:: Input
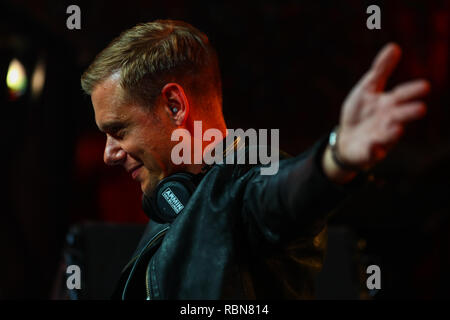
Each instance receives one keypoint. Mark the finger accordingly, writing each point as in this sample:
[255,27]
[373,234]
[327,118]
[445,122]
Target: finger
[409,112]
[411,90]
[382,67]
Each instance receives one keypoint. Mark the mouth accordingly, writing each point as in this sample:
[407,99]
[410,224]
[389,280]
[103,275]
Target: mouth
[135,171]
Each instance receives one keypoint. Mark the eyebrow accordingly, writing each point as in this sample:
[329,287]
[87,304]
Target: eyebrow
[111,126]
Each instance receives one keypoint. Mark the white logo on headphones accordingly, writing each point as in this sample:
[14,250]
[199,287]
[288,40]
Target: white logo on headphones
[172,200]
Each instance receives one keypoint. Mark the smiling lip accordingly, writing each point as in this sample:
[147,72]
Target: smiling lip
[135,171]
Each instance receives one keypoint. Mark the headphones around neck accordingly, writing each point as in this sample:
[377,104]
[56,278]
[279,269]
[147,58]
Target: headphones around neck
[172,194]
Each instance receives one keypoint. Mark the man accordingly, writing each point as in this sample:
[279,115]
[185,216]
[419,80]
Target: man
[240,234]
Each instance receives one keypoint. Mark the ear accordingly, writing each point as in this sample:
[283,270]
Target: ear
[175,103]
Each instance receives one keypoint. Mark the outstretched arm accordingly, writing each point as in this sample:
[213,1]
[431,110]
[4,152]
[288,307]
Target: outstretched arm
[372,120]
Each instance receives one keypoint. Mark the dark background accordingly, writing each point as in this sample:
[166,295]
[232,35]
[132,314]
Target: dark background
[286,65]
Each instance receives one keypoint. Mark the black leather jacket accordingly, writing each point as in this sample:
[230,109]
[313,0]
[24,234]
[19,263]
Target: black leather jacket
[242,235]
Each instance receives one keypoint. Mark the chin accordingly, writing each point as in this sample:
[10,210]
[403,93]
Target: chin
[148,186]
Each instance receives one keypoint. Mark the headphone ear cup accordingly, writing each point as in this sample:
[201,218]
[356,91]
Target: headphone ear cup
[169,198]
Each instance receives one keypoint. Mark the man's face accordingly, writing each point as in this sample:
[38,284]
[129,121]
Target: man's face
[137,139]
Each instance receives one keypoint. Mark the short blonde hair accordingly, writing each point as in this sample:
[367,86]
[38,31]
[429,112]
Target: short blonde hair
[152,54]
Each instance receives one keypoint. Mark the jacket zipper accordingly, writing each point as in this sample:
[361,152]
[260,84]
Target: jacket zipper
[147,271]
[152,241]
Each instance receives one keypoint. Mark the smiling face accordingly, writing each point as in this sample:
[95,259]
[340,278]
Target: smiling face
[137,139]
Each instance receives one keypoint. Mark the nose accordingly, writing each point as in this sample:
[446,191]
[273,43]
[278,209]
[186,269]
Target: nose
[113,154]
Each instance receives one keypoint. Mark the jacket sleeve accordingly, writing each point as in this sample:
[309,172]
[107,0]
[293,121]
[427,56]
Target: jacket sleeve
[295,202]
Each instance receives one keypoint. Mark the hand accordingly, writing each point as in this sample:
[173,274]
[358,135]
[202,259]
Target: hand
[372,121]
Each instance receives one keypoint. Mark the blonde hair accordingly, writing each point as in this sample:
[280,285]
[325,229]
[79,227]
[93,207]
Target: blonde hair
[152,54]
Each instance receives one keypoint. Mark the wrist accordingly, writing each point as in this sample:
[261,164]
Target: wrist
[333,171]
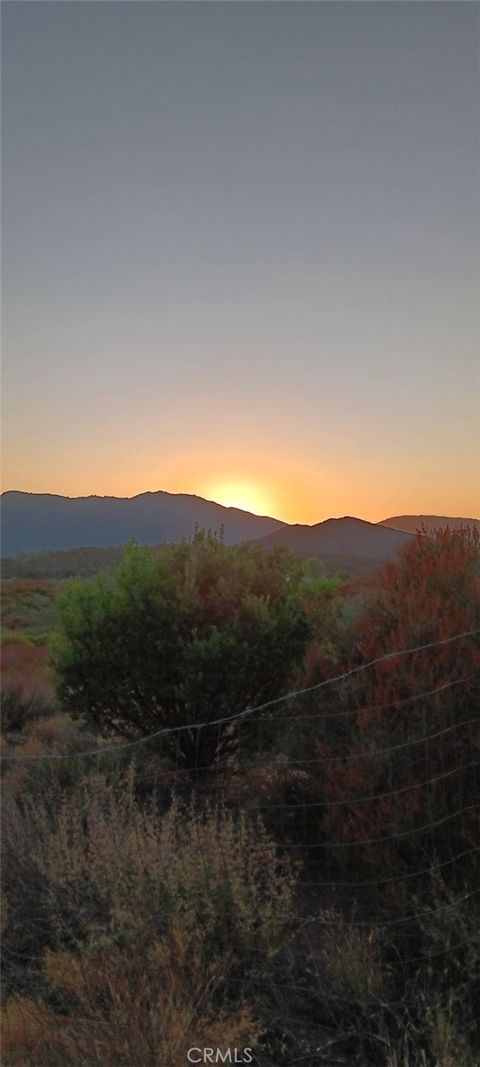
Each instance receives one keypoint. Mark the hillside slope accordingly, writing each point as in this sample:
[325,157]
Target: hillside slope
[412,523]
[38,522]
[344,538]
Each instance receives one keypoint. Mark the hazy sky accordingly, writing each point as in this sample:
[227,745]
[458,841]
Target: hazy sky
[241,253]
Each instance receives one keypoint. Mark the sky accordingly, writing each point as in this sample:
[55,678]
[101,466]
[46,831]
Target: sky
[241,253]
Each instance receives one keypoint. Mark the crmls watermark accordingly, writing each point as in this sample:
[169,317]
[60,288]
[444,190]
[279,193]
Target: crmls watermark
[217,1056]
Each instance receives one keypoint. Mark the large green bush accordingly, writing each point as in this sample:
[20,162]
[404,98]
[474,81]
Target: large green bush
[188,635]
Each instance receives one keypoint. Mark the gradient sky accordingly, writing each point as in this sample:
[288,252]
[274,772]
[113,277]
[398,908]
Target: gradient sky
[241,253]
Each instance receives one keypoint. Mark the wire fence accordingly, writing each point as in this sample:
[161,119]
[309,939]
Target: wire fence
[416,828]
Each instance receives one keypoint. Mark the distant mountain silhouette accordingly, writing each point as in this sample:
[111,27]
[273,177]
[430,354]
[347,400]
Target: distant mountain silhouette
[412,523]
[342,538]
[40,522]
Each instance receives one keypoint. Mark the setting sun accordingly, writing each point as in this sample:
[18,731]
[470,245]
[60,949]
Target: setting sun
[243,495]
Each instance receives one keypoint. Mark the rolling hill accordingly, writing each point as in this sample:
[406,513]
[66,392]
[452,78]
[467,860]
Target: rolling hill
[344,539]
[412,523]
[42,522]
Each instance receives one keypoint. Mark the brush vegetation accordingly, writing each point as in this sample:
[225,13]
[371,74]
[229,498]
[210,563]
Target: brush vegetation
[300,880]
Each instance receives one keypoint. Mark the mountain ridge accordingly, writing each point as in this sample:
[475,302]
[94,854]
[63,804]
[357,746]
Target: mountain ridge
[49,522]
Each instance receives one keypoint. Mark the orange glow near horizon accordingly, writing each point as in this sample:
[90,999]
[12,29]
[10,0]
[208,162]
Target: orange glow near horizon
[293,490]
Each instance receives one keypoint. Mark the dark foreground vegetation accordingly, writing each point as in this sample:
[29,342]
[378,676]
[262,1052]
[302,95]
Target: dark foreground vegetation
[301,879]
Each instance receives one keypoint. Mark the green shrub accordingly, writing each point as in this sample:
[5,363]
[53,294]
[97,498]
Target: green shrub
[190,635]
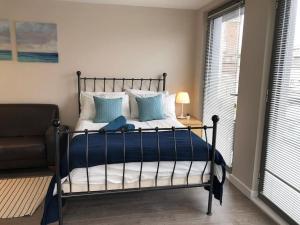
::::
- Task instructions
Copy out the material exactly as it stands, though no picture should appear in the copy.

- Result of this task
Each instance receives one keypoint. Mark the finger accordingly, writing each point as in this sample:
[255,27]
[373,234]
[327,118]
[445,122]
Target: finger
[409,112]
[411,90]
[382,67]
Each instance receives one keypoint. Mark the mouth accordingly, writing each point as in this sample:
[407,99]
[410,224]
[389,280]
[103,275]
Target: mouth
[135,171]
Each instance receives one keypoint. Mark the eyebrow accordingly, writing each point as in this sample:
[329,287]
[87,304]
Target: eyebrow
[111,126]
Each instance receives one keypoint. Mark the white logo on headphones accordingly, writing each point as in this sample:
[14,250]
[199,287]
[288,40]
Target: white logo on headphones
[172,200]
Each instance receives one keypoint. Mark the smiling lip accordingly, writing each point as in this sample:
[147,72]
Target: smiling lip
[135,171]
Each instance receives one keypoint. Mark the headphones around neck accordingly, writing each point as in this sample:
[377,104]
[56,278]
[279,269]
[147,58]
Target: headphones around neck
[172,194]
Each instance receives one keypoint. Mark the man accordingly, writing each point as in this sample:
[279,115]
[185,216]
[419,80]
Target: man
[240,234]
Each instance receives one keypoint. Mark the ear accordingly, writing each point as in this sample:
[283,270]
Target: ear
[175,103]
Each instance receives one keypoint. Mark the outstretched arm accordingly, writing each point as in this sample:
[213,1]
[431,110]
[4,152]
[288,307]
Target: outstretched arm
[372,120]
Each instance receives one keypoint. Mark the dark background accordingly, writing each point as in this sample:
[166,295]
[232,35]
[132,314]
Target: dark background
[286,65]
Each instance receives one keypoint. Mark the black leather jacket accordingly, writing each point as in this sample:
[230,109]
[313,0]
[24,234]
[19,263]
Target: black leather jacket
[242,235]
Each instance receives one keypoint. Mark the chin accordingly, writing each point as in this sample:
[10,210]
[403,93]
Target: chin
[148,186]
Each instance receives one keypoint. Mark the headphone ear cup accordingly, writing each point as in this sample:
[201,218]
[356,91]
Target: headphone ear cup
[169,198]
Each instance receives one keypoint. Mark the man's face accordingly, writing each point as in this sample:
[38,284]
[129,121]
Target: man's face
[137,139]
Each instance receives one keypoint. Mark the short blonde hair accordingly, writing each point as in this sample:
[367,86]
[38,31]
[429,112]
Target: short blonde hair
[152,54]
Each instance receives one keypoint. Mark the jacket zipper accordingly, writing each point as in this sample:
[361,152]
[260,84]
Target: jacket zipper
[147,271]
[152,241]
Each instance receives one keypoint. Mark the smiling face accordingly, writing each point as in this sample:
[95,259]
[340,278]
Target: smiling face
[137,139]
Each instance receives one keypoint. Mark the nose accordingly, writing each point as in this sample:
[446,191]
[273,43]
[278,209]
[186,269]
Target: nose
[113,154]
Each instance receives one keypoint. Mark the jacket sleeve accordingly, writing each point as in this sample:
[309,172]
[107,0]
[293,121]
[427,56]
Target: jacket sleeve
[295,202]
Each instance receives one keypoint. Mark the hand accordingly, writing each point as in this sample:
[173,274]
[358,135]
[202,259]
Target: hand
[372,121]
Each instance receives one keypoint. Mark the blonde hair accordingly, writing each point as in this sample:
[280,285]
[325,229]
[79,227]
[93,207]
Target: blonde hair
[152,54]
Each instance receives one keypoint. Mark the wrist accordingly, writing each point as in this sample:
[261,164]
Target: wrist
[333,171]
Each instance receives one keypoint. Mark the hillside slope accordingly, writing each point as in this sample:
[325,157]
Target: hillside slope
[412,523]
[38,522]
[344,538]
Each instance receives one keypoint. Mark the hazy sky accordingly, writing each point as in this sample:
[227,745]
[458,841]
Target: hazy sky
[241,253]
Each instance receives one keypoint. Mark the sky accordingly, writing each point as in this sample:
[55,678]
[101,466]
[46,831]
Target: sky
[241,253]
Each instance receives one keypoint. Mark the crmls watermark accordingly, writing each point as in this sample:
[169,317]
[60,288]
[444,190]
[279,193]
Target: crmls watermark
[217,1056]
Each instance receives one keypoint. Mark the large green bush accordingly, writing each point as in this sample:
[20,162]
[404,98]
[474,81]
Target: large green bush
[188,635]
Each instance receives one keypoint. Mark the gradient sky accordingly, writing each point as in this sample:
[288,252]
[274,772]
[113,277]
[398,908]
Target: gradient sky
[241,253]
Each instance receives one keypoint. Mark the wire fence accordingly, writing each point as in this sample:
[161,119]
[309,939]
Target: wire fence
[416,828]
Each instance receives one keypoint. Mark the distant mountain silhouette accordingly, writing each point as in this sample:
[111,27]
[273,177]
[430,354]
[347,400]
Target: distant mountain silhouette
[412,523]
[342,538]
[40,522]
Each instance receives one keypoint. Mark the setting sun accordingly, writing each point as in this sample:
[18,731]
[470,245]
[60,949]
Target: setting sun
[243,495]
Each instance receives one keypoint. Mark the rolling hill accordingly, writing each point as in this sample:
[406,513]
[66,392]
[452,78]
[467,860]
Target: rolling hill
[344,539]
[412,523]
[42,522]
Each instance receives one keypoint. Mark the brush vegetation accordingly, writing each point as in this sample:
[225,13]
[371,74]
[229,498]
[210,563]
Target: brush vegetation
[300,880]
Each instance receives one keypoint. Mark the mountain ridge accordingly, writing each point as in this sample:
[475,302]
[94,854]
[63,804]
[357,746]
Target: mountain ridge
[49,522]
Each instance receives one keypoint. Mark the orange glow near horizon accordingly, writing each point as in this sample:
[90,999]
[12,29]
[10,0]
[208,162]
Target: orange glow near horizon
[293,490]
Each instance receives one keypoint. Mark the dark foreground vegetation accordingly, writing each point as in this sample:
[29,342]
[378,676]
[262,1052]
[302,95]
Target: dark foreground vegetation
[301,879]
Each instance receives one keypoint. Mark the green shrub accordingly, writing each point as in this sample:
[5,363]
[53,294]
[97,498]
Target: green shrub
[190,635]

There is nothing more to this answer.